• Exercise inputs:
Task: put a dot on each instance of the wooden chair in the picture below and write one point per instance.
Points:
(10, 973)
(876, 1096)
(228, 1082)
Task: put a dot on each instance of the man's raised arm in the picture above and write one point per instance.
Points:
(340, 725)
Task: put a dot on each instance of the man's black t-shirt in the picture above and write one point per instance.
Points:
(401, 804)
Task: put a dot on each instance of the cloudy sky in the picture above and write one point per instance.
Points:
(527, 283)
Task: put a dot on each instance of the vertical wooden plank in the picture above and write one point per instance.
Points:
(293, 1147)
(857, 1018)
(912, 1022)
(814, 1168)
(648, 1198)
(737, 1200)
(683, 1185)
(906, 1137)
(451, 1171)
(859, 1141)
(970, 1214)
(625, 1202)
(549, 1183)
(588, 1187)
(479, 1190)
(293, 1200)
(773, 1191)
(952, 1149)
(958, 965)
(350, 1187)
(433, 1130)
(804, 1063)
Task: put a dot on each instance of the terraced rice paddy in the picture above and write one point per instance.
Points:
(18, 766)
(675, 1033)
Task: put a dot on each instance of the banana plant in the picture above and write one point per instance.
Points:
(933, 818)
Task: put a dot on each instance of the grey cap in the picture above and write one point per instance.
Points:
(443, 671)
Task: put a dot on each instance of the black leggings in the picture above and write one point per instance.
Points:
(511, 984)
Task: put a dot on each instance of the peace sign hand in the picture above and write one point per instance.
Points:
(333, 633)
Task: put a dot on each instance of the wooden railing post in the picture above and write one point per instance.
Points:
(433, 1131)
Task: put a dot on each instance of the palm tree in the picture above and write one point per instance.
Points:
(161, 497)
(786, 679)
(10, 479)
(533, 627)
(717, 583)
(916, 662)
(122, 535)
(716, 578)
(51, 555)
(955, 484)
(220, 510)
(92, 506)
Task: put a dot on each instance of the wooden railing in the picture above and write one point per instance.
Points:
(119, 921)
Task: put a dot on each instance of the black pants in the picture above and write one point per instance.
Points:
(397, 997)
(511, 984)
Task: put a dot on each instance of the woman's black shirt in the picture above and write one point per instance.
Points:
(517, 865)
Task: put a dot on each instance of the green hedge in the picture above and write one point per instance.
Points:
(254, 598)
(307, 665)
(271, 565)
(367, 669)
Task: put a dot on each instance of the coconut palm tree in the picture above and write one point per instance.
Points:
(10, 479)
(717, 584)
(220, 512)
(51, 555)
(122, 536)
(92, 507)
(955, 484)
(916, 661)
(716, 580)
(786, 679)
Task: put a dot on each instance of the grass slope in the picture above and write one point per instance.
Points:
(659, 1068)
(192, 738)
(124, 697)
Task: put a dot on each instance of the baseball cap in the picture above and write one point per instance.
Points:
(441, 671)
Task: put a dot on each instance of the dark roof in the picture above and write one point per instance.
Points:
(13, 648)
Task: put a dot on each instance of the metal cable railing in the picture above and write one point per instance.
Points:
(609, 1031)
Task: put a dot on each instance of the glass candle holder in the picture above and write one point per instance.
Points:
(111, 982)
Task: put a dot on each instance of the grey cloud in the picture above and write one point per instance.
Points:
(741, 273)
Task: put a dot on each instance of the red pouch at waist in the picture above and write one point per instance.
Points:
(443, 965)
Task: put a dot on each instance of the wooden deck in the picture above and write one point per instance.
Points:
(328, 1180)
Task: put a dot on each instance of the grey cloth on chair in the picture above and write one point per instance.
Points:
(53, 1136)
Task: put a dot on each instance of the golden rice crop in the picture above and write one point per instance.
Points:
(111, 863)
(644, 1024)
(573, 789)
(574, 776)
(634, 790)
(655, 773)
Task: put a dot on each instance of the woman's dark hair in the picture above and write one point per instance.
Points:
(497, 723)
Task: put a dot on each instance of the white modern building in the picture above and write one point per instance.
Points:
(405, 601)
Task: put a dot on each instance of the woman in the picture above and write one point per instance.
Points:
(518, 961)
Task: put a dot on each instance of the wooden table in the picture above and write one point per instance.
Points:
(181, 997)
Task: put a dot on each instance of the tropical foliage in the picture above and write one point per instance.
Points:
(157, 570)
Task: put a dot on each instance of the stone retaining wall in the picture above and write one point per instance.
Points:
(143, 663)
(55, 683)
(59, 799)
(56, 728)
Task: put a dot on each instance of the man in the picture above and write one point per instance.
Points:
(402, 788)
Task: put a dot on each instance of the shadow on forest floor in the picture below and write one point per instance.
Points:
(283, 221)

• Exercise aim: Rewrite the listing above in full, replacing every occurrence of "put a dot on" with "place a mark on" and leaving everything else unchanged.

• Full solution:
Task: place a mark on each instance of the wooden chair in the picture below and write one point per instance.
Points:
(10, 973)
(876, 1096)
(228, 1082)
Task: place a mark on each instance of the man's raised arm in the picture above and write one point per instance.
Points:
(340, 725)
Task: place a mark on each instance of the man's black t-shirt in the picture above and write one point per instance.
Points:
(401, 804)
Task: place a mark on each instance of the cloudy sky in the picture above and write one point per instance.
Points:
(527, 283)
Task: place a mark on each instance of the vertical wooden plank in the picture above and write one point per instance.
Points:
(293, 1147)
(857, 1018)
(912, 1022)
(814, 1168)
(648, 1198)
(737, 1200)
(683, 1185)
(906, 1137)
(451, 1171)
(859, 1141)
(970, 1214)
(625, 1202)
(549, 1183)
(588, 1187)
(479, 1190)
(293, 1200)
(773, 1191)
(952, 1149)
(958, 965)
(350, 1187)
(433, 1130)
(804, 1063)
Task: place a mark on each instance of the terraced rice paddy in the picture above and write one point per instance.
Points:
(18, 766)
(675, 1033)
Task: place a mark on each instance of the banana plant in the picture above and write one point per instance.
Points:
(933, 818)
Task: place a mark on each instance of the grey cap in the picture above and write one point per instance.
Points:
(443, 671)
Task: place a mark on each instance of the black leggings in the picture above and write one point per instance.
Points:
(511, 984)
Task: place a mark on each instance of the peace sign hand in the picture above and write one point per instance.
Points:
(333, 633)
Task: place a mark on each instance of the wooden railing post in the picture above and write one point per instance.
Points:
(433, 1131)
Task: place a mark on each instance of the palm tree in the picture above and write one point per instance.
Points:
(161, 497)
(786, 679)
(10, 479)
(533, 627)
(717, 583)
(916, 662)
(122, 535)
(716, 578)
(51, 555)
(955, 484)
(220, 510)
(92, 506)
Task: place a mark on each instance of the wooden railing in the picture above and write one point per instance.
Points:
(119, 921)
Task: place a mark on each instance of the black pants in the picture above and write one point per instance.
Points:
(397, 997)
(511, 984)
Task: place a mark on each instance of the woman's black shirt in the picture above and write one point per instance.
Points:
(517, 865)
Task: place a mark on each instance of the green hedge in the picture above and write one point per instance.
Points:
(254, 598)
(307, 665)
(271, 565)
(367, 669)
Task: place a mark on each instance of the coconut palm tree in the picture above and write one point per instance.
Points:
(10, 479)
(717, 584)
(220, 512)
(51, 555)
(122, 536)
(92, 507)
(955, 484)
(916, 661)
(716, 580)
(786, 679)
Task: place a mark on each instance of the grass slope in the picture above and write one point per instance.
Points:
(659, 1068)
(192, 738)
(124, 697)
Task: place a mark on each instance of the baseball cap in the picture above and write one point per instance.
Points:
(441, 671)
Task: place a mark on each instance of the dark roof in the picture above and write one point per instance.
Points:
(13, 648)
Task: place a mark on each instance of the metal cable railing in the picture above and write one point per instance.
Points:
(609, 1031)
Task: place a mark on each instance of the glass candle holder in the picture above and write one point per instance.
Points:
(111, 982)
Task: place a mark on each instance of the grey cloud in the picture above and write one point per instance.
Points:
(741, 273)
Task: place a mark on each instance of the red pouch at waist in the picture above and write one point per instance.
Points:
(443, 965)
Task: place a mark on each instance of the wooden deck in the picture above and write one point per instance.
Points:
(328, 1180)
Task: place a mark on each instance of the grey cloth on chair in the picture above and write one point per instance.
Points:
(53, 1136)
Task: place a mark on each instance of the golden rice crop in the picture above and write one point per instance.
Points:
(111, 863)
(644, 1024)
(573, 789)
(574, 776)
(634, 790)
(655, 773)
Task: place a mark on each instance of the woman's dark hair in the picture above and write one point per instance.
Points:
(497, 723)
Task: place a mark on each instance of the white modern building in the picture above and write one point per instance.
Points:
(405, 601)
Task: place a mark on each instance of the woman in the picture above and write one point per instance.
Points:
(518, 961)
Task: place a mark on each instance of the wooden table in the picture above and write one point per instance.
Points:
(181, 997)
Task: place a mark on each instance of the tropical foliage in the picture above and write one point per instance.
Points:
(157, 570)
Task: place a mark on each instance of the stone retaining wall in the picture above and write one point per instance.
Points:
(143, 663)
(55, 683)
(59, 799)
(56, 728)
Task: place a mark on each instance of the man in the picture above and write one point per instance.
Points:
(402, 788)
Task: place a mark on each instance of the shadow on forest floor in the picture below and write one point per instance.
Points:
(283, 221)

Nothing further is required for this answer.